BRIEF: Quote the whole listing verbatim.

(Labeled-object pointing entries)
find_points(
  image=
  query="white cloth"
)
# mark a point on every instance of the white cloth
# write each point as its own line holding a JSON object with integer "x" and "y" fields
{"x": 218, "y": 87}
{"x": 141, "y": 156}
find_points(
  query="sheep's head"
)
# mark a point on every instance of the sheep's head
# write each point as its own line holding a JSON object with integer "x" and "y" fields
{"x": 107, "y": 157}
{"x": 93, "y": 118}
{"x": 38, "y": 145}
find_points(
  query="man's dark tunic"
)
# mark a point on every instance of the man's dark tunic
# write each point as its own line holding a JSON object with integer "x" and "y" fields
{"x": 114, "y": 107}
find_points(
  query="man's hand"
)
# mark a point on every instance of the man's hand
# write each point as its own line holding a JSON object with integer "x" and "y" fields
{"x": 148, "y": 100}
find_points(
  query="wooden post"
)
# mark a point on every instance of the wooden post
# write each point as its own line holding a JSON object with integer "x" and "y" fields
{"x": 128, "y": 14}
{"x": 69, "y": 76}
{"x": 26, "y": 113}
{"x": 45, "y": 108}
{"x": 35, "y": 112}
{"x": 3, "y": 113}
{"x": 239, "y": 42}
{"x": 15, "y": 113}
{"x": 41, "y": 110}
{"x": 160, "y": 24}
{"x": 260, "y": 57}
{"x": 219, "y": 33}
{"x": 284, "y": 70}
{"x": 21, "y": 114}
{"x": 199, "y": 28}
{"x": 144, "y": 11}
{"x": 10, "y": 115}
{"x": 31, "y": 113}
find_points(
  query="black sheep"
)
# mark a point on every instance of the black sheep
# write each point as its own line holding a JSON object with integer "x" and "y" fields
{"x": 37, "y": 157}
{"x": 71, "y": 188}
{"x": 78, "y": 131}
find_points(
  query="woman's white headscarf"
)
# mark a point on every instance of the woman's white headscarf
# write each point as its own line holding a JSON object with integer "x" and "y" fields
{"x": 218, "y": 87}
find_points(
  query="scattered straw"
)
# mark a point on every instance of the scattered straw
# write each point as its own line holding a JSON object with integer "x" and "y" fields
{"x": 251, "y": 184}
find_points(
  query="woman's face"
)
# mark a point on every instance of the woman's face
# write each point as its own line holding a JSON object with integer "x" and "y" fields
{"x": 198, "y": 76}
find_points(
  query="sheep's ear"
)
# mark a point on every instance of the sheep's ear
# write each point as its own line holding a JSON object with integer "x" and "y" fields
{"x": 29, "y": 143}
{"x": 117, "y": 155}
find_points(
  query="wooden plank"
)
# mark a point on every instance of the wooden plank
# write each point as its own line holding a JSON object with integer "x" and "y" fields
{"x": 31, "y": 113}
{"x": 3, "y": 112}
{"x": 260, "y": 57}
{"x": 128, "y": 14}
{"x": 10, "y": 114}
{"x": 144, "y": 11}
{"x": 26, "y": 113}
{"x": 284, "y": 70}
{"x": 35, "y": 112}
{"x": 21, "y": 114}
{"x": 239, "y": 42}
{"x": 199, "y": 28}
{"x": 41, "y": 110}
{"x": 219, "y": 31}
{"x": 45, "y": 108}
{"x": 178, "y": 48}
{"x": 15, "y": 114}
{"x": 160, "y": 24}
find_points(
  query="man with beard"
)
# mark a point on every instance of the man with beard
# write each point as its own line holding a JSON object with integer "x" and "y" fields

THE REPLY:
find_points(
  image=
  query="white cloth"
)
# mark a point on every instance of the white cloth
# write each point as its own line holding a JSON object with integer "x" and "y" fields
{"x": 218, "y": 87}
{"x": 141, "y": 156}
find_points(
  query="sheep's head"
)
# mark a point on every instance of the sheep's head
# write each point as its own line holding a JSON object with integer "x" and "y" fields
{"x": 107, "y": 157}
{"x": 93, "y": 118}
{"x": 38, "y": 145}
find_points(
  query="man's dark tunic"
)
# mark a point on every instance of the man's dark tunic
# write each point as its own line holding a JSON object with integer "x" and "y" fields
{"x": 114, "y": 107}
find_points(
  query="man's hand"
)
# mark a point on every instance of the man's hand
# write each point as its own line holding a JSON object with integer "x" and "y" fields
{"x": 148, "y": 100}
find_points(
  query="wooden post"
)
# mark a point on every instance of the wooden post
# write each point as its own line holding a JSON object with integer "x" and "y" fields
{"x": 128, "y": 14}
{"x": 69, "y": 76}
{"x": 26, "y": 113}
{"x": 45, "y": 108}
{"x": 35, "y": 112}
{"x": 3, "y": 113}
{"x": 239, "y": 42}
{"x": 15, "y": 113}
{"x": 41, "y": 110}
{"x": 160, "y": 24}
{"x": 260, "y": 57}
{"x": 219, "y": 33}
{"x": 284, "y": 70}
{"x": 21, "y": 114}
{"x": 199, "y": 28}
{"x": 144, "y": 11}
{"x": 10, "y": 115}
{"x": 31, "y": 113}
find_points(
  query="black sheep"
)
# mark a point on every instance of the black sheep
# write each point as its own line holding a JSON object with integer "x" and "y" fields
{"x": 37, "y": 157}
{"x": 71, "y": 188}
{"x": 78, "y": 131}
find_points(
  query="woman's white headscarf"
)
# mark a point on every instance of the woman's white headscarf
# write each point as its own line holding a JSON object with integer "x" and "y" fields
{"x": 218, "y": 87}
find_points(
  query="scattered straw"
)
# mark a point on every instance of the scattered straw
# write each point as its own line holding a JSON object with integer "x" and "y" fields
{"x": 251, "y": 184}
find_points(
  query="woman's face"
)
# mark a point on every instance of the woman's face
# write each point as its own line holding a JSON object with integer "x" and "y" fields
{"x": 198, "y": 76}
find_points(
  query="sheep's ear"
)
# mark a point on every instance of the sheep's ear
# write each point as its own line holding a JSON object with integer "x" and "y" fields
{"x": 29, "y": 143}
{"x": 117, "y": 155}
find_points(
  query="wooden plank"
)
# mark a point on every instance of the wooden plank
# write each point as its own line holding a JSON object with integer "x" and "y" fields
{"x": 31, "y": 113}
{"x": 3, "y": 112}
{"x": 260, "y": 57}
{"x": 128, "y": 14}
{"x": 10, "y": 114}
{"x": 144, "y": 11}
{"x": 26, "y": 113}
{"x": 284, "y": 70}
{"x": 35, "y": 112}
{"x": 21, "y": 114}
{"x": 239, "y": 42}
{"x": 199, "y": 28}
{"x": 41, "y": 110}
{"x": 219, "y": 31}
{"x": 45, "y": 108}
{"x": 178, "y": 48}
{"x": 15, "y": 114}
{"x": 160, "y": 24}
find_points(
  query="man with beard"
)
# mark a point on every instance of the man with beard
# write each point as its own line holding a JSON object with integer "x" and "y" fields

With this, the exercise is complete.